### Given data

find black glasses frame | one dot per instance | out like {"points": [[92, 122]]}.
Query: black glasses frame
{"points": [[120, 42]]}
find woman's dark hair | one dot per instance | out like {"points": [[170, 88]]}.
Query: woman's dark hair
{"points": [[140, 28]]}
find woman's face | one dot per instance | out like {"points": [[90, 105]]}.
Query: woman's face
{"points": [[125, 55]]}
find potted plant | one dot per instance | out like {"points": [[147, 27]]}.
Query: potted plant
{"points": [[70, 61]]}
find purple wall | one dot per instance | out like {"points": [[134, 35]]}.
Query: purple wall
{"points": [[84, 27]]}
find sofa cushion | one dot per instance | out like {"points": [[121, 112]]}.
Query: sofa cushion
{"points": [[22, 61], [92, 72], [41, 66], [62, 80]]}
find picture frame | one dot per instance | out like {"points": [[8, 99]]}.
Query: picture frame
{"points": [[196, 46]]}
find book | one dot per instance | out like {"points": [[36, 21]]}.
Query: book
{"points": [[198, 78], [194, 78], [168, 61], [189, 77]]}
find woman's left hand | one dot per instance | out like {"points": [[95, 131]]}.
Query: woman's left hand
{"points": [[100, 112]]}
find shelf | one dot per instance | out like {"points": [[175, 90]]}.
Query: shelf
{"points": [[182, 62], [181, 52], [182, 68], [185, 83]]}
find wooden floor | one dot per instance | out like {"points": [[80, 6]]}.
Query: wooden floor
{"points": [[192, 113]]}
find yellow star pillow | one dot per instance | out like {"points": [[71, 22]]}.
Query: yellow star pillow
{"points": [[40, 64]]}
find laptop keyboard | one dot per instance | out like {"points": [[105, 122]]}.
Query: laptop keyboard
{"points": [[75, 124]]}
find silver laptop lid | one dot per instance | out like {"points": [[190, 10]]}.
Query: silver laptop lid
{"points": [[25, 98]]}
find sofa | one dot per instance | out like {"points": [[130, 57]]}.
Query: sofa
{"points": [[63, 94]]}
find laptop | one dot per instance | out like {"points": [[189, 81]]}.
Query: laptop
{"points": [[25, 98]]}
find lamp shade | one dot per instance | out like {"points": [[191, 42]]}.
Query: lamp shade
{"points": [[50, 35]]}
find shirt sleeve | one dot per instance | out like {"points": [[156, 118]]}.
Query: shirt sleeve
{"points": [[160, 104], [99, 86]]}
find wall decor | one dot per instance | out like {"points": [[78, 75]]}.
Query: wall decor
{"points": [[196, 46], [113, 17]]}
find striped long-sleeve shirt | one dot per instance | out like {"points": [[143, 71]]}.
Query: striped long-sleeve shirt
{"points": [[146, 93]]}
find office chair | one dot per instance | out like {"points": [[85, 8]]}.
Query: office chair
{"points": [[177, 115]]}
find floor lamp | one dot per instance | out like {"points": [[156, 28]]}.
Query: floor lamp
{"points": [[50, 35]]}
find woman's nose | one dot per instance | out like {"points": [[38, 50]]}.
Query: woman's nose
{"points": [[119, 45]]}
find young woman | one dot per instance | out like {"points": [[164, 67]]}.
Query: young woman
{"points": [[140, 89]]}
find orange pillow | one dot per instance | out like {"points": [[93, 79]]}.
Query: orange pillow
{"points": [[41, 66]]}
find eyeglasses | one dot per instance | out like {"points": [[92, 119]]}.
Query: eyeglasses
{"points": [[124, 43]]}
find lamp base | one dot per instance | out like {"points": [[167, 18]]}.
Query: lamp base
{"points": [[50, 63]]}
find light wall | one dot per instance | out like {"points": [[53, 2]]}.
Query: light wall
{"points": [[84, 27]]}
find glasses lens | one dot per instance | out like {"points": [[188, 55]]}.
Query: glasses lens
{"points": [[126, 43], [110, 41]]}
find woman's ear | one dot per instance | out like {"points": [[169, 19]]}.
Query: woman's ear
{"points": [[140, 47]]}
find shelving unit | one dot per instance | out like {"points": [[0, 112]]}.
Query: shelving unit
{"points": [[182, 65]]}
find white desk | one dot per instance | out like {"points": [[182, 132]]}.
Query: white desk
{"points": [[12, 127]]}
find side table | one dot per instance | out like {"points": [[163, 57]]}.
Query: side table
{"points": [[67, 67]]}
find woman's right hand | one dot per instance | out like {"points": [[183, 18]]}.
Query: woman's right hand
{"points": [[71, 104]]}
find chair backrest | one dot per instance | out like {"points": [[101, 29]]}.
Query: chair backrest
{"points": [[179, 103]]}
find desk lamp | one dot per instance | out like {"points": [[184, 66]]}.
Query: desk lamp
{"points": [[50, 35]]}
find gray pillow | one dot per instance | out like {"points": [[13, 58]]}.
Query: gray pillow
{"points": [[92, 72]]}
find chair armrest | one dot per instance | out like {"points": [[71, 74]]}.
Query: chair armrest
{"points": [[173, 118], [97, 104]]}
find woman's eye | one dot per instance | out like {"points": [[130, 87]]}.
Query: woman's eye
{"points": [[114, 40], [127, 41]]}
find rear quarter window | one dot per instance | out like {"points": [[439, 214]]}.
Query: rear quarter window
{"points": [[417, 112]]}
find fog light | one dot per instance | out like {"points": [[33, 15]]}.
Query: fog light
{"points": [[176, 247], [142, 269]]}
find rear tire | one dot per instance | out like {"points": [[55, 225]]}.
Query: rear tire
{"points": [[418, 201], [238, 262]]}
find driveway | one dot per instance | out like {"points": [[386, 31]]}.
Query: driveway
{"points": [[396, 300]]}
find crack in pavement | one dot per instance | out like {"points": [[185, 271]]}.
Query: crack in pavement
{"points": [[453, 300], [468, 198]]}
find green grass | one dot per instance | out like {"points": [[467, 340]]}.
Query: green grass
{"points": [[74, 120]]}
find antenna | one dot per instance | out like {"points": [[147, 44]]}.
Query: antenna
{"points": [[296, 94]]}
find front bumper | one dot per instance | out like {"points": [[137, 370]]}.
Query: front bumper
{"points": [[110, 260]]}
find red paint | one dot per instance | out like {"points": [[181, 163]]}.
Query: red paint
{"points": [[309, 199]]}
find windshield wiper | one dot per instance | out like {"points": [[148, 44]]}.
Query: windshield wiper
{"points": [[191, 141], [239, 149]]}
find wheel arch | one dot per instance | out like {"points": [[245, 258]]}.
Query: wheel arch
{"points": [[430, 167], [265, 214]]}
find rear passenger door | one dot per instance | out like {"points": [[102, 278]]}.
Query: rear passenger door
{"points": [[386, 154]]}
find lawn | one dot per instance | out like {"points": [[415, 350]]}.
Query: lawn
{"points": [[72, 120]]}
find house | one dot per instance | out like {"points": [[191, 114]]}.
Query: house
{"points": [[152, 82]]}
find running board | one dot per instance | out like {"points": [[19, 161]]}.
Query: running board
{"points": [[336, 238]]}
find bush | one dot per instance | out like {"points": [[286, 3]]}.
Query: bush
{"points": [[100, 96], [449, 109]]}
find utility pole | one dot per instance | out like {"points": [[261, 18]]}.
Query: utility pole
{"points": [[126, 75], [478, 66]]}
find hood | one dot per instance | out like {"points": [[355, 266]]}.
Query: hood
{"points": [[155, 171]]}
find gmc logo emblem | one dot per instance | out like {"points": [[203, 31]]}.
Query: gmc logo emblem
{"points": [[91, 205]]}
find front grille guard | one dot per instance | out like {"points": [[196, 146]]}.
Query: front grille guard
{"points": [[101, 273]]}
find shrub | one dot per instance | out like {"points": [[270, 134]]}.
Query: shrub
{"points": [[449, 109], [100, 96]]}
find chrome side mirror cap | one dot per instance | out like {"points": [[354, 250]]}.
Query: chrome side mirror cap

### Your assignment
Only the lines with the string "chrome" are wanted; pick them out of the records above and copy them.

### Reply to the exercise
find chrome side mirror cap | one dot per instance | out like {"points": [[354, 250]]}.
Query: chrome side mirror cap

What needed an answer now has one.